Items from a dataset:
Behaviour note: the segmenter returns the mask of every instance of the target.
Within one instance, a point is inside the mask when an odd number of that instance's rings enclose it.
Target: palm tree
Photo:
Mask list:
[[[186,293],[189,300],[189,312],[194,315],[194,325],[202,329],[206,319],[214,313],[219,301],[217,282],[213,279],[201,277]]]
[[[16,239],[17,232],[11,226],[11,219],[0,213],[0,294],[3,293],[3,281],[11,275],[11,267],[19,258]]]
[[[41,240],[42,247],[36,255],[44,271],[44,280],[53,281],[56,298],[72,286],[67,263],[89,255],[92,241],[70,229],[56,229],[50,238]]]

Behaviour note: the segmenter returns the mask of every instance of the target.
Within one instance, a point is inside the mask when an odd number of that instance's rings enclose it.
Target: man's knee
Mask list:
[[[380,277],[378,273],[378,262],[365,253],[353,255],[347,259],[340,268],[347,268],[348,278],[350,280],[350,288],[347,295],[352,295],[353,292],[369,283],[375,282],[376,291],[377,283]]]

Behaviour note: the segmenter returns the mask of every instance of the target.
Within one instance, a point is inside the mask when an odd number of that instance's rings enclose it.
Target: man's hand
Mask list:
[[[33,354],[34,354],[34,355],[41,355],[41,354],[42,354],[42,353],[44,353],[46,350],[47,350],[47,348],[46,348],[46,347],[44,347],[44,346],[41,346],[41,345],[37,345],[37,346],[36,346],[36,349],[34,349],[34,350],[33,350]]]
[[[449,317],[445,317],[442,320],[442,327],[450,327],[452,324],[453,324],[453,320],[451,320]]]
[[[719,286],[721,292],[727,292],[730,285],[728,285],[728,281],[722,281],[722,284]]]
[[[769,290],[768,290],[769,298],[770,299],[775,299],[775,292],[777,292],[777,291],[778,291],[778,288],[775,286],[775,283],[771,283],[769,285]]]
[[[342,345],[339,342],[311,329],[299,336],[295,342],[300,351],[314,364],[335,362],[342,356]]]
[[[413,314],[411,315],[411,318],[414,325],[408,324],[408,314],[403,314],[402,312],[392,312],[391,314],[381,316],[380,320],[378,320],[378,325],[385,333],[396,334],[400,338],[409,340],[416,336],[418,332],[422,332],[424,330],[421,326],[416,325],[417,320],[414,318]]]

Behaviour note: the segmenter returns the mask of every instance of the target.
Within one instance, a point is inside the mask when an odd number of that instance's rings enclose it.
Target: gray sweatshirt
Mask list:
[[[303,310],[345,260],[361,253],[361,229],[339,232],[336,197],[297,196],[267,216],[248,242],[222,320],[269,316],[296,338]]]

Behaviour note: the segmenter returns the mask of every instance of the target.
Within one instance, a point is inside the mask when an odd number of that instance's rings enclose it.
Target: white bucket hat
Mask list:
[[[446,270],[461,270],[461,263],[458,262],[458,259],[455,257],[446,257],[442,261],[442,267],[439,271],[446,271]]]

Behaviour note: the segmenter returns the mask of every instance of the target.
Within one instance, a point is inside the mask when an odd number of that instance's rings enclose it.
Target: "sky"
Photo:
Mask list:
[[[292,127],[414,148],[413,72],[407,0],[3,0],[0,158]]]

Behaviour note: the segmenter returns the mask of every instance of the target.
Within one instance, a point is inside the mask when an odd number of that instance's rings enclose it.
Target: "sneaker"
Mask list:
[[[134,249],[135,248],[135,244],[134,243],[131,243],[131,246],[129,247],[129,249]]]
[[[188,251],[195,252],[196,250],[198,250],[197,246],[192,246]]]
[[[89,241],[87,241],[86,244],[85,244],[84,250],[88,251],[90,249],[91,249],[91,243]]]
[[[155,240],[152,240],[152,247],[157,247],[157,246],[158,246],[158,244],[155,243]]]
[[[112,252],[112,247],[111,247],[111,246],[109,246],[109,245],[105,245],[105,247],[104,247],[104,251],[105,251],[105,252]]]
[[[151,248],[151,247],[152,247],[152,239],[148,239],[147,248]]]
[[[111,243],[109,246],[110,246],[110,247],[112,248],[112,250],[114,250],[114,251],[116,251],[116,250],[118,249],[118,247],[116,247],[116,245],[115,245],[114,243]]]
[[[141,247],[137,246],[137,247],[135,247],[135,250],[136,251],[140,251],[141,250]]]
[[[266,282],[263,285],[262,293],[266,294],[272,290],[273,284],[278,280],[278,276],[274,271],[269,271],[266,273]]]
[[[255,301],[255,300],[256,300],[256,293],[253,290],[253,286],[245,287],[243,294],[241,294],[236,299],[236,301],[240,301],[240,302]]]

§ **Work item**: Copy every record again, keeping each word unchanged.

§ **The answer**:
Behaviour note: the segmenter returns the mask of every instance of the target.
Within one instance, a point is inside the mask when an odd number of that instance's rings enclose it.
Target: palm tree
Photo:
Mask list:
[[[186,293],[189,300],[189,312],[194,315],[194,325],[202,329],[206,319],[214,313],[219,301],[217,282],[213,279],[201,277]]]
[[[16,239],[17,232],[11,226],[11,219],[0,213],[0,294],[3,293],[3,281],[11,275],[11,267],[19,258]]]
[[[41,240],[42,247],[36,255],[44,271],[44,280],[53,281],[56,298],[72,286],[67,263],[89,255],[92,241],[70,229],[56,229],[50,238]]]

Behaviour note: the segmenter returns the mask of every instance of the target.
Within one instance, a point is inside the mask when an odd number of that instance's rings enclose it.
Target: man's knee
Mask list:
[[[380,277],[378,273],[378,262],[365,253],[353,255],[347,259],[340,268],[347,268],[348,278],[350,280],[350,288],[347,295],[352,295],[353,292],[369,283],[375,282],[376,291],[377,283]]]

Behaviour note: the segmenter returns the mask of every instance of the target.
Within one instance, a point is inside the mask when an odd number of that instance's rings enclose it.
Target: man's hand
Mask list:
[[[33,354],[34,354],[34,355],[41,355],[41,354],[42,354],[42,353],[44,353],[46,350],[47,350],[47,348],[46,348],[46,347],[44,347],[44,346],[41,346],[41,345],[37,345],[37,346],[36,346],[36,349],[34,349],[34,350],[33,350]]]
[[[449,317],[445,317],[442,320],[442,327],[450,327],[452,324],[453,324],[453,320],[451,320]]]
[[[719,286],[721,292],[727,292],[730,285],[728,285],[728,281],[722,281],[722,284]]]
[[[769,290],[768,290],[769,298],[770,299],[775,299],[775,292],[777,292],[777,291],[778,291],[778,288],[775,286],[775,283],[771,283],[769,285]]]
[[[342,345],[339,342],[311,329],[299,336],[295,342],[300,351],[314,364],[335,362],[342,356]]]
[[[413,314],[411,315],[411,318],[414,325],[408,324],[408,314],[403,314],[402,312],[392,312],[391,314],[381,316],[380,320],[378,320],[378,325],[385,333],[396,334],[400,338],[409,340],[416,336],[418,332],[422,332],[424,330],[421,326],[416,325],[417,320],[414,318]]]

Behaviour note: the segmenter returns the mask of every instance of the target.
Within one instance, a point is inside the mask when an odd number of that instance's rings enclose it.
Target: gray sweatshirt
Mask list:
[[[303,310],[345,260],[361,253],[361,229],[339,232],[336,197],[297,196],[267,216],[248,242],[222,320],[269,316],[296,338]]]

Behaviour note: the segmenter returns the mask of every instance of the target.
Within one instance, a point is inside the mask when an odd number of that instance's rings enclose it.
Target: white bucket hat
Mask list:
[[[446,270],[461,270],[461,263],[458,262],[458,259],[455,257],[446,257],[442,261],[442,267],[439,271],[446,271]]]

Behaviour note: the segmenter returns the mask of every instance of the target.
Within one instance, a point is inside the mask when an odd number of that instance's rings enclose it.
Target: "sky"
Photo:
Mask list:
[[[292,127],[414,148],[413,72],[407,0],[3,0],[0,158]]]

Behaviour note: the segmenter returns the mask of every instance of the target.
Within one instance, a point is inside the mask when an odd number of that instance's rings enclose it.
Target: "sneaker"
Mask list:
[[[134,249],[135,248],[135,244],[134,243],[131,243],[131,246],[129,247],[129,249]]]
[[[188,251],[195,252],[196,250],[198,250],[197,246],[192,246]]]
[[[89,241],[87,241],[86,244],[85,244],[84,250],[88,251],[90,249],[91,249],[91,243]]]
[[[155,240],[152,240],[152,247],[157,247],[157,246],[158,246],[158,244],[155,243]]]
[[[112,252],[112,247],[111,247],[111,246],[109,246],[109,245],[105,245],[105,247],[104,247],[104,251],[105,251],[105,252]]]
[[[151,248],[151,247],[152,247],[152,239],[148,239],[147,248]]]
[[[111,243],[109,246],[110,246],[110,247],[112,248],[112,250],[114,250],[114,251],[116,251],[116,250],[118,249],[118,247],[116,247],[116,245],[115,245],[114,243]]]
[[[141,247],[137,246],[137,247],[135,247],[135,250],[136,251],[140,251],[141,250]]]
[[[266,282],[263,285],[262,293],[266,294],[272,290],[273,284],[278,280],[278,276],[274,271],[269,271],[266,273]]]
[[[255,301],[255,300],[256,300],[256,293],[253,290],[253,286],[245,287],[243,294],[241,294],[236,299],[236,301],[240,301],[240,302]]]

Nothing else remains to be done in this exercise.